Directive
Can you rewrite each of the entries below, putting "Annotation pass 2" wherever "Labeling round 2" appears and changing nothing else? Leave the pictures out of your answer.
::: Records for this exercise
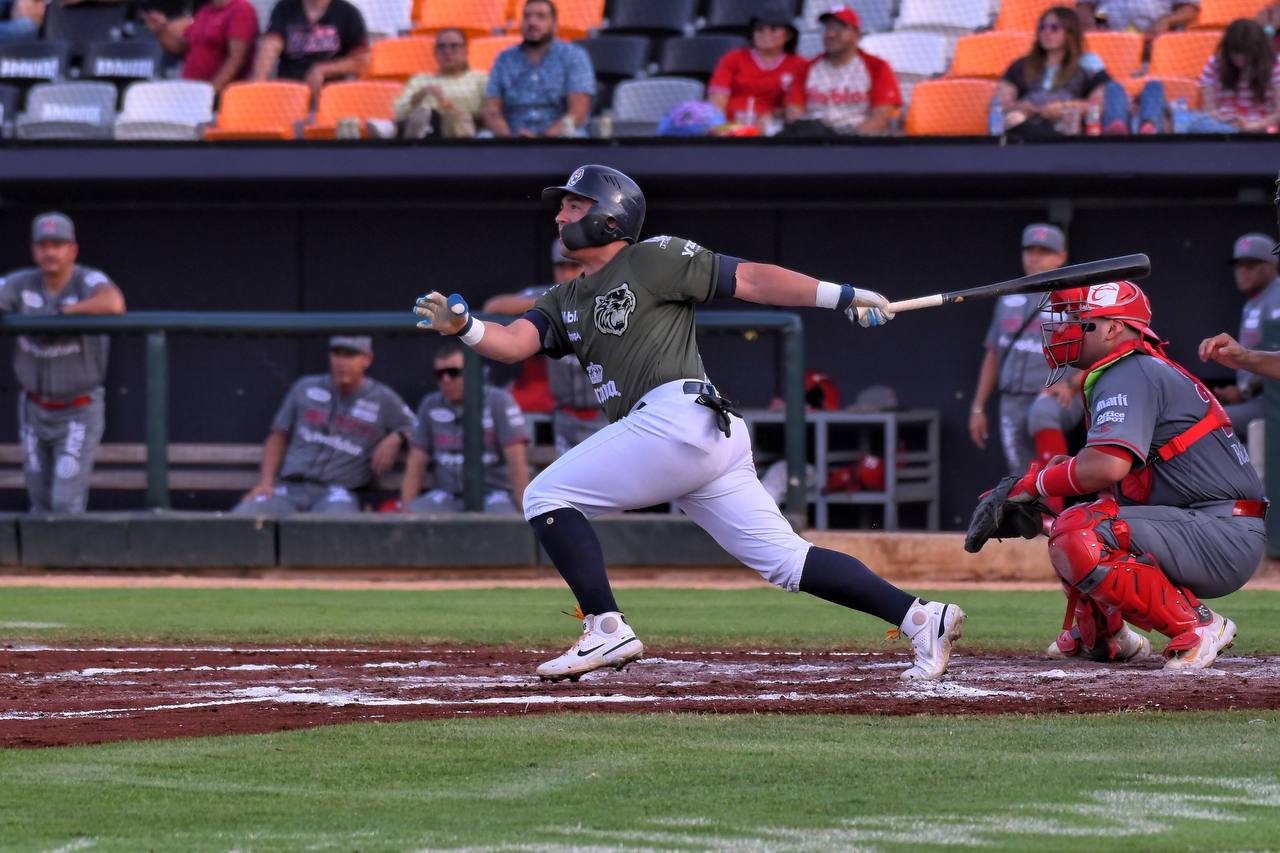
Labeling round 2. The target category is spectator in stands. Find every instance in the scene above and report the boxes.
[142,0,257,92]
[253,0,369,97]
[786,6,902,136]
[396,28,489,140]
[484,237,609,456]
[233,336,416,515]
[401,341,529,512]
[996,6,1129,138]
[707,3,809,133]
[0,213,124,512]
[0,0,45,41]
[484,0,595,137]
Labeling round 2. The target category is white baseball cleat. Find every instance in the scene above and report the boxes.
[1165,611,1235,670]
[899,598,965,681]
[538,612,644,681]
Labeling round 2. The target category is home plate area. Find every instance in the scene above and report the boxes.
[0,646,1280,747]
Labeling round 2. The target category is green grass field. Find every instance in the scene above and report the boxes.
[0,588,1280,852]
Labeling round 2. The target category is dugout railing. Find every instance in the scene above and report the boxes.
[0,310,805,517]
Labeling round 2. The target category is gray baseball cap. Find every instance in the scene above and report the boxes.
[1023,222,1066,252]
[329,334,374,355]
[1228,232,1276,264]
[31,210,76,243]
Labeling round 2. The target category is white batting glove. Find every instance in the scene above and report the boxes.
[845,287,893,329]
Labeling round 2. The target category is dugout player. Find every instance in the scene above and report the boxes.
[232,334,415,515]
[988,282,1267,670]
[484,237,609,456]
[0,213,124,512]
[969,223,1084,499]
[415,165,964,680]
::::::
The answer
Annotation pass 2. The target category is spectator in stands. Find every instance in the scene above and report the boxes.
[142,0,257,92]
[253,0,369,97]
[786,6,902,136]
[396,28,489,140]
[484,237,609,456]
[233,336,416,515]
[401,341,529,512]
[996,6,1129,138]
[707,3,809,133]
[0,213,124,512]
[0,0,45,41]
[484,0,595,137]
Annotation pass 2. The target category is white baseball cleat. Find every instance in the scene above and report the boxes.
[1165,611,1235,670]
[899,598,965,681]
[538,612,644,681]
Annotation pass 2. The target category is home plate area. Find every instance in the scene above and report the boxes.
[0,646,1280,747]
Annotation pass 2. The target category is green grass field. Find every instance in the scene above and report the boxes.
[0,588,1280,852]
Annotation pass 2. The target category is dugout railing. Find every instance in the scene above and report the boxes.
[0,310,805,517]
Annotation pass 2. The target category is gray baseball cap. Find every instance in the scene above and report the boxes.
[1023,222,1066,252]
[329,334,374,355]
[1228,232,1276,264]
[31,210,76,243]
Annotation pass 2. The target category is white batting glove. Find every instance in the scene above and report the boxes.
[845,287,893,329]
Annotation pass 2. The target category is dugout player. Find every instance in the scene above and report the boxes.
[232,334,415,515]
[988,282,1267,670]
[484,237,609,456]
[0,213,124,512]
[969,223,1084,499]
[415,165,964,680]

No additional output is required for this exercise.